> [Text block]:
Ok, I’ll have a go wink

Quote:
I don't think it's as bad masturbating over a video of someone who's already had the sex they don't want, as it is actually having sex with them when they don't want to

I think it depends what direction you’re looking from. Here is a relevant quote from Catherine Mackinnon’s ‘Only Words’ (I haven’t read the whole book)

Quote:
You always know that the pictures are out
there somewhere, sold or traded or shown around or
just kept in a drawer. In them, what was done to you is
immortal. He has them; someone, anyone, has seen you
there, that way. This is unbearable. What he felt as he
watched you as he used you is always being done again
and lived again and felt again through the pictures-your
violation his arousal, your torture his pleasure.
Watching you was how he got off doing it; with the pictures
he can watch you and get off any time.2

So even if it’s not ‘as bad’, it’s still unacceptable.

> [Data section]:
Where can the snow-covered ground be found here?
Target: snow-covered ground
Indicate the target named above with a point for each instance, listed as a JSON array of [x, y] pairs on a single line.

> [Exercise task]: Write out the part of the post above that opens with "I think it depends" and closes with "the whole book)", putting "angle" in place of "direction".

> [Task answer]:
I think it depends what angle you’re looking from. Here is a relevant quote from Catherine Mackinnon’s ‘Only Words’ (I haven’t read the whole book)